** start Listed records **

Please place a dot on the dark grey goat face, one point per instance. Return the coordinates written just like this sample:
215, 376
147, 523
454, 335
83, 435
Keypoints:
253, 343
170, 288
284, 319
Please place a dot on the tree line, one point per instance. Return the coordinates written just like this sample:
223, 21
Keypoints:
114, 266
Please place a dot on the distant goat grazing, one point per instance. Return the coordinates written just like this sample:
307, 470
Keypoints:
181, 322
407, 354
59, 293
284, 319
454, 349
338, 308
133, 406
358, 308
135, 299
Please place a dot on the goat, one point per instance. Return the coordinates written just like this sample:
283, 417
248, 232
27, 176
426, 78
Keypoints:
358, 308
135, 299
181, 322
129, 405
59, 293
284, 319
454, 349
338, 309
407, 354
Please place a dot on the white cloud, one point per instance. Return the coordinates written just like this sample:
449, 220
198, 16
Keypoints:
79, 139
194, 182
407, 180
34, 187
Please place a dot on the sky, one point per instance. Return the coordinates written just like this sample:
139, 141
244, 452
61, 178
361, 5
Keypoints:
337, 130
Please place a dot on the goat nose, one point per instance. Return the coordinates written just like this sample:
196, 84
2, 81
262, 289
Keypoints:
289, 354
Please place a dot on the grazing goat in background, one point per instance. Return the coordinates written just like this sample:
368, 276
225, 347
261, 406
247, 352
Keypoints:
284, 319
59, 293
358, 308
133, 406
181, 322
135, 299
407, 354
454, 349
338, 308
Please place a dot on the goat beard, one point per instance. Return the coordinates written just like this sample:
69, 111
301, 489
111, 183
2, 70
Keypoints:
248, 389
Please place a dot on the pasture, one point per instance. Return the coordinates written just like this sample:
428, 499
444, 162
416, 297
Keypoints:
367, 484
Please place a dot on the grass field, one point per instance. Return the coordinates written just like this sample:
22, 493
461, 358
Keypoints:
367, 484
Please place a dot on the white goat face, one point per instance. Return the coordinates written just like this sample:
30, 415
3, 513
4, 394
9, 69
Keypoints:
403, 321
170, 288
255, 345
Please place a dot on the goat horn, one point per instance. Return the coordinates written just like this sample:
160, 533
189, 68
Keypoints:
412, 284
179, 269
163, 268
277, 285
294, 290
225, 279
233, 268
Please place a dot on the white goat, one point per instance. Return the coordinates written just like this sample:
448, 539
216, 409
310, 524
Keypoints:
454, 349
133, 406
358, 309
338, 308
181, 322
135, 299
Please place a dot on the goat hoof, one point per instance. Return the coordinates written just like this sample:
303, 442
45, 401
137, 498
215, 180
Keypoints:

** end Listed records **

Reproduce every one of the entries above line by line, character for character, without altering anything.

▶ **Result of the exercise**
Please place a dot on the dark grey goat face, one point per instance. Return the coordinates written just like this sample:
215, 376
147, 523
454, 335
83, 435
Keypoints:
253, 343
170, 288
284, 319
Please place a dot on the tree line, one point per instance. Return the coordinates written just like this sample:
223, 21
Keypoints:
114, 266
Please place a dot on the distant goat grazing, one point per instance. Return the coordinates written just like this sample:
307, 470
Keypoints:
181, 322
407, 354
59, 293
284, 319
454, 349
338, 308
133, 406
358, 308
135, 299
Please place a dot on the goat, one point per instance. Return the coordinates written just like this sample:
283, 417
248, 232
27, 176
426, 78
Keypoints:
358, 308
135, 299
181, 322
129, 405
59, 293
284, 319
454, 349
338, 309
407, 354
Please place a dot on the white cloud, one point per instance. Return the coordinates written just like this sample:
449, 220
198, 16
Keypoints:
79, 139
194, 182
407, 180
34, 187
Please place a dot on the sky, one point per instance. Return the coordinates written just like this sample:
139, 141
244, 452
61, 178
361, 5
Keypoints:
337, 130
Please place a dot on the goat nose, one point per instance. Return the coordinates written just like this sample:
196, 84
2, 81
262, 289
Keypoints:
289, 354
Please place a dot on the grazing goat in background, one point per instance. Return the coordinates written just like this sample:
368, 276
225, 347
261, 406
247, 352
Keypoints:
284, 319
59, 293
358, 308
133, 406
181, 322
135, 299
407, 354
454, 349
338, 308
Please place a dot on the goat beard, one point per instance. Return the coordinates written just like this sample:
69, 111
301, 489
111, 183
2, 70
Keypoints:
248, 389
Please place a dot on the pasture, one point per instance. Return the coordinates written just like this sample:
428, 499
444, 162
416, 297
Keypoints:
367, 484
Please place a dot on the grass field, one point per instance. Return the coordinates written just like this sample:
22, 493
461, 358
Keypoints:
367, 484
Please place a dot on the white goat face, one point per instance. Return the coordinates written just like this sample:
30, 415
3, 513
4, 394
9, 69
Keypoints:
403, 321
170, 288
255, 345
Please place a dot on the goat horn, one point per instance. Return the coordinates written just like this sample:
160, 533
189, 68
Keypoints:
412, 284
179, 269
163, 268
277, 285
294, 290
225, 279
233, 268
Please place a dot on the white goat, one point per instance. Return the coordinates written just like this sample:
448, 539
216, 409
310, 524
Keypoints:
454, 349
133, 406
358, 309
338, 308
181, 322
135, 299
Please place a dot on the goat hoof, one point per instance. Return the coordinates written just like this sample:
303, 442
45, 401
137, 498
215, 180
Keypoints:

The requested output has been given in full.